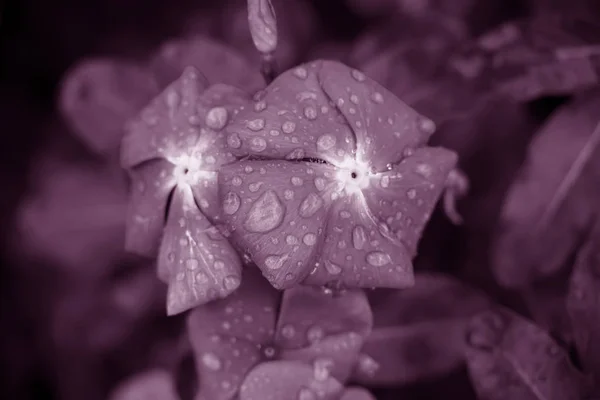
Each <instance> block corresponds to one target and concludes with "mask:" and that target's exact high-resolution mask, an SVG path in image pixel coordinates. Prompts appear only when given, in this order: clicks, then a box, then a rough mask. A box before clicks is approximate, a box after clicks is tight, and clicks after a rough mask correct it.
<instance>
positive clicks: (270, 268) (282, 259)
mask: <svg viewBox="0 0 600 400" xmlns="http://www.w3.org/2000/svg"><path fill="white" fill-rule="evenodd" d="M288 258H289V256H288V255H287V254H286V255H283V256H275V255H273V256H268V257H267V258H265V265H266V266H267V268H269V269H280V268H281V267H282V266H283V264H284V263H285V261H286V260H287V259H288Z"/></svg>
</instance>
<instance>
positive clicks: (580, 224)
mask: <svg viewBox="0 0 600 400" xmlns="http://www.w3.org/2000/svg"><path fill="white" fill-rule="evenodd" d="M598 107H600V93H599V92H593V93H587V94H586V95H584V96H582V97H580V98H578V99H576V100H574V101H573V102H572V103H570V104H568V105H567V106H565V107H564V108H562V109H560V110H559V111H558V112H557V113H556V114H555V115H554V116H553V117H551V118H550V120H549V121H548V122H547V123H546V125H545V126H544V127H542V129H541V130H540V132H539V133H538V134H537V136H536V137H535V138H534V140H533V141H532V143H531V145H530V148H529V155H528V158H527V160H526V163H525V165H524V166H523V168H522V170H521V173H520V174H519V177H518V178H517V180H516V181H515V182H514V183H513V185H512V187H511V188H510V190H509V192H508V194H507V196H506V199H505V203H504V207H503V210H502V216H501V226H500V228H499V229H498V230H497V232H496V235H495V236H496V238H495V241H494V249H493V271H494V274H495V276H496V278H497V280H498V281H499V283H500V284H501V285H503V286H507V287H519V286H522V285H524V284H527V283H530V282H532V281H534V280H536V279H539V278H542V277H546V276H550V275H552V274H554V273H556V272H558V271H559V270H560V269H561V267H562V266H563V265H564V264H565V262H566V261H567V259H568V257H569V256H570V255H571V254H573V252H574V251H575V250H576V248H577V246H578V244H579V241H580V240H581V236H582V234H583V233H584V230H585V229H586V227H587V226H588V223H589V221H590V218H592V217H593V216H594V215H596V214H597V212H598V209H599V207H598V204H599V201H600V185H598V182H599V179H600V175H599V174H598V171H599V170H600V164H599V163H598V162H599V161H600V146H599V144H600V125H599V122H600V117H599V115H598Z"/></svg>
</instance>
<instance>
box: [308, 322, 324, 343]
mask: <svg viewBox="0 0 600 400" xmlns="http://www.w3.org/2000/svg"><path fill="white" fill-rule="evenodd" d="M324 336H325V332H324V331H323V328H321V327H320V326H319V325H313V326H311V327H310V328H308V331H307V332H306V339H307V340H308V341H309V342H310V343H313V344H314V343H317V342H320V341H321V339H323V337H324Z"/></svg>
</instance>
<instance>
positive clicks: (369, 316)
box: [188, 268, 372, 400]
mask: <svg viewBox="0 0 600 400" xmlns="http://www.w3.org/2000/svg"><path fill="white" fill-rule="evenodd" d="M245 271H246V272H245V274H244V279H243V283H242V285H241V286H240V288H239V289H238V290H237V291H236V292H235V293H233V294H232V295H230V296H229V297H227V298H226V299H223V300H219V301H215V302H212V303H209V304H206V305H204V306H202V307H198V308H196V309H194V310H193V311H192V312H191V313H190V315H189V318H188V332H189V335H190V340H191V343H192V347H193V349H194V352H195V355H196V359H197V371H198V378H199V381H200V390H199V392H198V394H197V396H196V399H197V400H205V399H210V400H229V399H233V398H238V397H236V396H238V395H239V399H240V400H252V399H261V400H262V399H287V398H294V399H296V398H297V399H302V400H305V399H306V400H309V399H317V398H318V399H340V398H344V399H351V398H353V399H357V400H358V399H370V398H372V397H371V396H370V395H369V394H368V393H365V392H362V391H359V390H356V391H355V390H354V389H352V390H351V391H350V392H349V393H346V394H345V393H344V389H343V383H344V382H346V380H347V379H348V377H349V376H350V374H351V372H352V370H353V367H354V364H355V362H356V358H357V356H358V352H359V350H360V348H361V346H362V343H363V341H364V338H365V337H366V336H367V335H368V334H369V332H370V329H371V323H372V316H371V311H370V307H369V304H368V302H367V298H366V296H365V294H364V293H363V292H362V291H360V290H354V291H347V292H345V293H343V294H340V295H332V294H330V293H325V292H323V291H322V290H321V289H318V288H312V287H306V286H305V287H302V286H298V287H295V288H293V289H289V290H287V291H285V292H283V294H281V293H280V292H278V291H276V290H274V289H273V288H272V287H270V286H269V285H268V284H267V282H266V281H265V280H264V279H263V277H261V276H260V274H258V273H257V270H256V269H253V268H247V269H245ZM332 316H335V318H332ZM290 396H292V397H290ZM340 396H346V397H340ZM352 396H355V397H352Z"/></svg>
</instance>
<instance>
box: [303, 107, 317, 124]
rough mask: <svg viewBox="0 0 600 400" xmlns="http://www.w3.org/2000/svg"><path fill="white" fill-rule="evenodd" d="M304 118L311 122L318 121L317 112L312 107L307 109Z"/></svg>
--------------------
# [WHAT IS EXPECTED]
With the images removed, give back every entry exactly as shown.

# [TASK RESPONSE]
Each <instance> block corresponds to one target and concludes with "mask:" and that target's exact high-resolution mask, an SVG path in image pixel coordinates. Prompts appear only when given, in this order: clicks, then a box, then a rough mask. A box before clicks is approximate, a box after clicks is tight, and clicks after a rough mask correct it.
<instance>
positive clicks: (270, 268) (282, 259)
mask: <svg viewBox="0 0 600 400" xmlns="http://www.w3.org/2000/svg"><path fill="white" fill-rule="evenodd" d="M288 258H289V256H288V255H287V254H286V255H283V256H275V255H273V256H268V257H267V258H265V265H266V266H267V268H269V269H280V268H281V267H282V266H283V264H284V263H285V261H286V260H287V259H288Z"/></svg>
</instance>
<instance>
positive clicks: (580, 224)
mask: <svg viewBox="0 0 600 400" xmlns="http://www.w3.org/2000/svg"><path fill="white" fill-rule="evenodd" d="M598 107H600V93H599V92H593V93H587V94H586V95H584V96H582V97H580V98H578V99H576V100H574V101H573V102H572V103H570V104H568V105H567V106H565V107H564V108H562V109H560V110H559V111H558V112H557V113H556V114H555V115H554V116H553V117H551V118H550V120H549V121H548V122H547V123H546V125H545V126H544V127H542V129H541V130H540V132H539V133H538V134H537V136H536V137H535V138H534V140H533V141H532V143H531V145H530V148H529V155H528V158H527V160H526V163H525V165H524V166H523V168H522V170H521V173H520V174H519V177H518V178H517V180H516V181H515V182H514V183H513V185H512V187H511V188H510V190H509V192H508V194H507V196H506V199H505V203H504V207H503V210H502V216H501V226H500V228H499V229H498V230H497V232H496V235H495V236H496V238H495V241H494V249H493V271H494V274H495V276H496V278H497V280H498V281H499V283H500V284H501V285H503V286H507V287H519V286H522V285H524V284H527V283H530V282H532V281H534V280H536V279H539V278H542V277H546V276H550V275H552V274H554V273H556V272H558V271H559V270H560V269H561V267H562V266H563V265H564V264H565V262H566V261H567V259H568V257H569V256H570V255H571V254H573V252H574V251H575V250H576V248H577V246H578V244H579V241H580V240H581V236H582V234H583V233H584V230H585V229H586V227H587V226H588V223H589V221H590V218H592V217H593V216H594V215H596V214H597V212H598V209H599V207H598V204H599V201H600V185H598V182H599V179H600V175H599V174H598V171H599V170H600V164H599V163H598V162H599V161H600V146H599V144H600V125H599V122H600V117H599V115H598Z"/></svg>
</instance>
<instance>
box: [308, 322, 324, 343]
mask: <svg viewBox="0 0 600 400" xmlns="http://www.w3.org/2000/svg"><path fill="white" fill-rule="evenodd" d="M324 336H325V332H324V331H323V328H321V327H320V326H319V325H313V326H311V327H310V328H308V331H307V332H306V339H307V340H308V341H309V342H310V343H313V344H314V343H317V342H320V341H321V339H323V337H324Z"/></svg>
</instance>
<instance>
positive clicks: (369, 316)
box: [188, 268, 372, 400]
mask: <svg viewBox="0 0 600 400" xmlns="http://www.w3.org/2000/svg"><path fill="white" fill-rule="evenodd" d="M245 271H246V272H245V274H244V279H243V283H242V285H241V286H240V288H239V289H238V290H237V291H236V292H235V293H233V294H232V295H230V296H229V297H227V298H226V299H223V300H219V301H215V302H212V303H209V304H206V305H204V306H202V307H198V308H196V309H194V310H193V311H192V312H191V313H190V315H189V318H188V332H189V335H190V340H191V343H192V347H193V349H194V352H195V355H196V359H197V371H198V378H199V381H200V390H199V392H198V394H197V396H196V399H197V400H205V399H210V400H229V399H233V398H238V397H236V396H238V395H239V399H240V400H252V399H261V400H262V399H287V398H294V399H296V398H297V399H302V400H305V399H306V400H309V399H317V398H318V399H340V398H344V399H351V398H353V399H357V400H358V399H370V398H372V397H371V396H370V395H369V394H368V393H365V392H362V391H359V390H356V391H355V390H354V389H352V390H351V391H350V392H349V393H346V394H345V393H344V389H343V383H344V382H346V380H347V379H348V377H349V376H350V374H351V372H352V370H353V367H354V364H355V362H356V358H357V356H358V352H359V350H360V348H361V346H362V343H363V341H364V338H365V337H366V336H367V335H368V334H369V332H370V329H371V323H372V316H371V311H370V307H369V304H368V302H367V298H366V296H365V294H364V293H363V292H362V291H360V290H354V291H347V292H345V293H343V294H340V295H332V294H330V293H325V292H323V291H322V290H321V289H318V288H312V287H306V286H305V287H302V286H298V287H295V288H293V289H289V290H287V291H285V292H283V294H281V293H280V292H278V291H276V290H274V289H273V288H272V287H270V286H269V285H268V284H267V282H266V281H265V280H264V279H263V277H261V276H260V274H258V273H257V270H256V269H253V268H247V269H245ZM332 316H335V318H332ZM290 396H292V397H290ZM340 396H346V397H340ZM352 396H355V397H352Z"/></svg>
</instance>
<instance>
box: [303, 107, 317, 124]
rough mask: <svg viewBox="0 0 600 400" xmlns="http://www.w3.org/2000/svg"><path fill="white" fill-rule="evenodd" d="M304 118L311 122L318 121L317 112L312 107L307 109Z"/></svg>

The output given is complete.